▸ **EXTRACT PROVIDED**:

^^^^

# Grilled Pizzas w pics



## SmokinVOLfan (Sep 16, 2020)

Figured I would share a few pictures of some pizzas I had done a few days ago. Nothing to write home about compared to some of the stuff I see you guys post but not bad. First time making my own dough and my own sauce and man can you tell the difference! Shoutout to 

 tx smoker
 for help with the sauce and 

 Smokin' in AZ


 sawhorseray
 for help with the dough.

The sauce:







Threw it in the blender with salt pepper garlic Italian seasoning and a tad of sugar.






Here is the dough balls after they were done rising. Sorry for the dark crappy picture but you get the idea.






Started out with some cheese bread. Here it while I was checking on it on the grill.






Assembled some pizzas. I didn't have a lot of toppings on hand so rolled with what I had. This one is spinach, motz, and tomatoes as thin crust as I could get it.

^^^^

▸ **PROBLEM STATEMENT**:
Continue the grilled pizza thread, starting after its last sentence.

▸ **DATA ENTRIES**:
^^^^

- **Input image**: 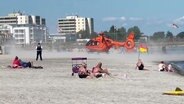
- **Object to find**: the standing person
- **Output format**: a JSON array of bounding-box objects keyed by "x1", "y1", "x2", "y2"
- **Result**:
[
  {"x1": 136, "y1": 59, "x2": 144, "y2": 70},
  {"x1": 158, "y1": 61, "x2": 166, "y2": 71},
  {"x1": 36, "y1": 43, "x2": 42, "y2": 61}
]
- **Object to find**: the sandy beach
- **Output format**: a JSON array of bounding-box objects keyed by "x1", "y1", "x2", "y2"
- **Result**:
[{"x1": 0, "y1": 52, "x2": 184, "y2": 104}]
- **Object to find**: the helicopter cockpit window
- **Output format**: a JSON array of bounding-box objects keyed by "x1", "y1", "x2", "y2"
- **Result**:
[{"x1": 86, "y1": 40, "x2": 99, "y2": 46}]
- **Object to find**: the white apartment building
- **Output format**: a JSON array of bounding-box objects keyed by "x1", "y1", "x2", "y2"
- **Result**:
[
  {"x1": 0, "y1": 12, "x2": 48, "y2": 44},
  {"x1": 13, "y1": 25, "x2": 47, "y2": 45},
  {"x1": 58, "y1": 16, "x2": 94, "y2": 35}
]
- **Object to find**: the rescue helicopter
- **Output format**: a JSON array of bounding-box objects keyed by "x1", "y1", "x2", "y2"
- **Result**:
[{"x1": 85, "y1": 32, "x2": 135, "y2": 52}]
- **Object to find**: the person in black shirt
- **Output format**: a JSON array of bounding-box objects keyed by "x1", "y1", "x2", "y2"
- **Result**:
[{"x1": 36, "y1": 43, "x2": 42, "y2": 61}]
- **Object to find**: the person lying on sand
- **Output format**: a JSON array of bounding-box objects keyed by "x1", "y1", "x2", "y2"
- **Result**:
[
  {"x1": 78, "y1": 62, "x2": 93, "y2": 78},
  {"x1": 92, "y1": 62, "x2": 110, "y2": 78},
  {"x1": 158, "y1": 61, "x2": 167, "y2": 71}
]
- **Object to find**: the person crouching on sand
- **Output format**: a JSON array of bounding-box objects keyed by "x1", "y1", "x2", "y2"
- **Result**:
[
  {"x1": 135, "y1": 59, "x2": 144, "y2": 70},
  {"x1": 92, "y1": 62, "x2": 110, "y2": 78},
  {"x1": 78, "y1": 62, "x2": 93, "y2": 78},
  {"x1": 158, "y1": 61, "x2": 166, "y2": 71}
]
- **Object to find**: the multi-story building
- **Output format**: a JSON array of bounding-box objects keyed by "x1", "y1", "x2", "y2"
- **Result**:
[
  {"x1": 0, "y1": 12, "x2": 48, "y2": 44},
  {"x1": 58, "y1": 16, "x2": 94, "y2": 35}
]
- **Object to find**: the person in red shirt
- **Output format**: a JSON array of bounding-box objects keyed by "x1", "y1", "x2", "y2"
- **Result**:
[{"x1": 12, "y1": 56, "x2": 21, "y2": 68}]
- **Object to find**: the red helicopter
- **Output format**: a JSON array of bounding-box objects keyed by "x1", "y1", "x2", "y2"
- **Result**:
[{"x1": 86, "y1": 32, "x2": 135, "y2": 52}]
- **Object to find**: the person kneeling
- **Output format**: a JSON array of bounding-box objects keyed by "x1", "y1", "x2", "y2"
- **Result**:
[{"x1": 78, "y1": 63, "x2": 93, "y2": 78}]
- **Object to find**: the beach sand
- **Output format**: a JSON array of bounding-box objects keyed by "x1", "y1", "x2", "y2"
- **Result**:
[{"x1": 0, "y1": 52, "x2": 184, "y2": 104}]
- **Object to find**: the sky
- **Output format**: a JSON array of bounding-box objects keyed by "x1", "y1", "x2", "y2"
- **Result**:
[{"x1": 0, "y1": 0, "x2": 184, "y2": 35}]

^^^^

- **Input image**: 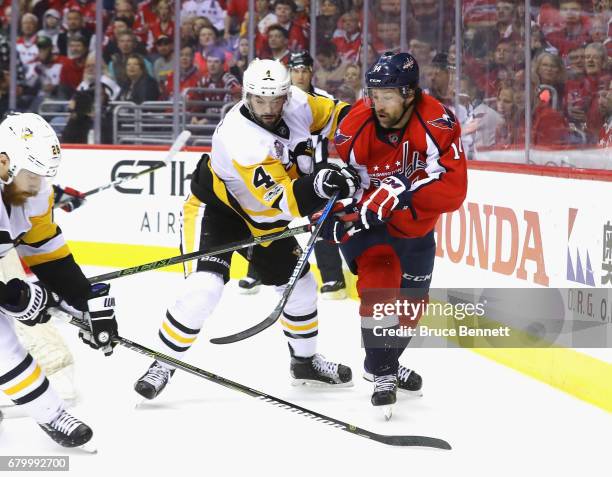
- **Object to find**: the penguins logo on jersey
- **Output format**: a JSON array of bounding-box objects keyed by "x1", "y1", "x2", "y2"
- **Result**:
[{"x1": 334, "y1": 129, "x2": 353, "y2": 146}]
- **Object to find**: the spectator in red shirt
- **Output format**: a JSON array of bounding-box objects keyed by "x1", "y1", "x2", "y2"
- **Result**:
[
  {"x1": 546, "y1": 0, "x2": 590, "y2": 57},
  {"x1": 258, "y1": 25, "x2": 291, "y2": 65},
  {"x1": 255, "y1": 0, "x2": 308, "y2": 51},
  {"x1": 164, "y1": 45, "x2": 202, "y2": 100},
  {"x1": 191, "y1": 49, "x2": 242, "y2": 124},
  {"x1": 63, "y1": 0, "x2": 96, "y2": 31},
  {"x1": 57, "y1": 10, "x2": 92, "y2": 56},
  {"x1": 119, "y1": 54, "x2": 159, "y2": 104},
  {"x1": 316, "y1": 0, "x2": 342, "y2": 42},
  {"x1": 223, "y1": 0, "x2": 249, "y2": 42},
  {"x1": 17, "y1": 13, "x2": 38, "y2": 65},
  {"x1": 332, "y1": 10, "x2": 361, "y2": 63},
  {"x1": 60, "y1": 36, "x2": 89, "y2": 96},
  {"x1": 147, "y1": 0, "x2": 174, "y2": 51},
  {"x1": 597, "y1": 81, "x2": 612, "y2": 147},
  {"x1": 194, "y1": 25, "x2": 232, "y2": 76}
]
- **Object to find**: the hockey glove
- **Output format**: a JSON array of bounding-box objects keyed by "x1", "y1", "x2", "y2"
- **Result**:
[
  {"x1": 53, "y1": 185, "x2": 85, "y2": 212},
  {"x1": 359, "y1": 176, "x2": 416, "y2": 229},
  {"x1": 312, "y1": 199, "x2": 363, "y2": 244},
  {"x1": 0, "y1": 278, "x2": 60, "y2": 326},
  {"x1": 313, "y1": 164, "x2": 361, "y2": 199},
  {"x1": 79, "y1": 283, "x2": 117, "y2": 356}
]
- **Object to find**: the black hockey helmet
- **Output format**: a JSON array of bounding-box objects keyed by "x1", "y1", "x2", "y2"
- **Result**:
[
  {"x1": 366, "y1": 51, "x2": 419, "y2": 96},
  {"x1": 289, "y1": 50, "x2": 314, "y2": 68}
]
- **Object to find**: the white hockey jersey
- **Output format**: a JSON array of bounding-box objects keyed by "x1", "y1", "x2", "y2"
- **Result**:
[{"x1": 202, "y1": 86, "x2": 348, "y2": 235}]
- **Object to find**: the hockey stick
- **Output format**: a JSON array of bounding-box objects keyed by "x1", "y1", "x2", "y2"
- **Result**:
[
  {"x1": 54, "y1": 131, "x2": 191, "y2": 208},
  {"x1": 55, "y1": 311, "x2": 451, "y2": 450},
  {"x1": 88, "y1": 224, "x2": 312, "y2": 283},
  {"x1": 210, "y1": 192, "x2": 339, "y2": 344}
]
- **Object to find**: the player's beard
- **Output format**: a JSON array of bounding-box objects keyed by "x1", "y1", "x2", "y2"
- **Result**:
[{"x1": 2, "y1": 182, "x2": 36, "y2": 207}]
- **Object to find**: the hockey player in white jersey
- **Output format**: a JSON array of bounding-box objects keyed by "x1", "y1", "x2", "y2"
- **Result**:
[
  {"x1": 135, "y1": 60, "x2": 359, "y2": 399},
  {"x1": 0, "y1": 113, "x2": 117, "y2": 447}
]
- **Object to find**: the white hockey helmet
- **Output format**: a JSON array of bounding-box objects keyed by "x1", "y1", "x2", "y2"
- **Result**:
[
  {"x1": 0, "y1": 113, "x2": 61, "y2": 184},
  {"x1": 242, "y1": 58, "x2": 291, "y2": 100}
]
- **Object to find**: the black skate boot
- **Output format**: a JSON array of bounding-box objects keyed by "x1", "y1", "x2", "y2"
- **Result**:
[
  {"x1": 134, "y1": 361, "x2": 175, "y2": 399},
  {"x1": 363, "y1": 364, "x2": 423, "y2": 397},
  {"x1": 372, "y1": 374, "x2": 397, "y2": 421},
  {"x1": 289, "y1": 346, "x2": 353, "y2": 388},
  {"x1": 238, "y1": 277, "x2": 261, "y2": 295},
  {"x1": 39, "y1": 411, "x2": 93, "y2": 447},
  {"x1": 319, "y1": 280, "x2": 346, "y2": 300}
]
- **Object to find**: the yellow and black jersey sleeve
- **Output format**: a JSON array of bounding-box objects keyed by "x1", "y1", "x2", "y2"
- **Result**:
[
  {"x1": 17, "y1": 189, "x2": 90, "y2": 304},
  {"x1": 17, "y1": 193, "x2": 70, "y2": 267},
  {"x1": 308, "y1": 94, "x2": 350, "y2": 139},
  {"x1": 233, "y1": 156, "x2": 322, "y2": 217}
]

^^^^

▸ **THE RESPONSE**:
Did a pepperoni and a buffalo chicken.











Quick plate.






Ran these around 500 the whole time on the grill. Best pizzas I have produced so far. My picky 7 year old who only likes take out pizza even loved it. Well worth the extra time to make the dough and sauce as it was much better than the jarred stuff and frozen dough balls. Couldn't believe the taste difference. Also used whole milk motz and that helped as well. All of this is stuff I have learned from the forum and its great members. Anyways thanks for checking it out. Stay safe out there!

John


----------



## ShakingHorizons (Sep 16, 2020)

Excellent job!!! Do you have a link to the dough recipe?


----------



## JLeonard (Sep 16, 2020)

Looks like good eating to me!
Jim


----------



## sawhorseray (Sep 16, 2020)

That's a beautiful piece of work John, and made even better now that your daughter approves! Big Like! RAY


----------



## Steve H (Sep 16, 2020)

Mighty fine looking pizzas John.


----------



## SmokinAl (Sep 16, 2020)

Nice job John!
You just can’t beat a homemade pizza, if your setup gets hot enough.
And judging from the looks of your pizza, yours does!
We make our own dough & sauce too & it really makes a difference cause you can make it to YOUR taste.
Very nicely done!!
Al


----------



## PPG1 (Sep 16, 2020)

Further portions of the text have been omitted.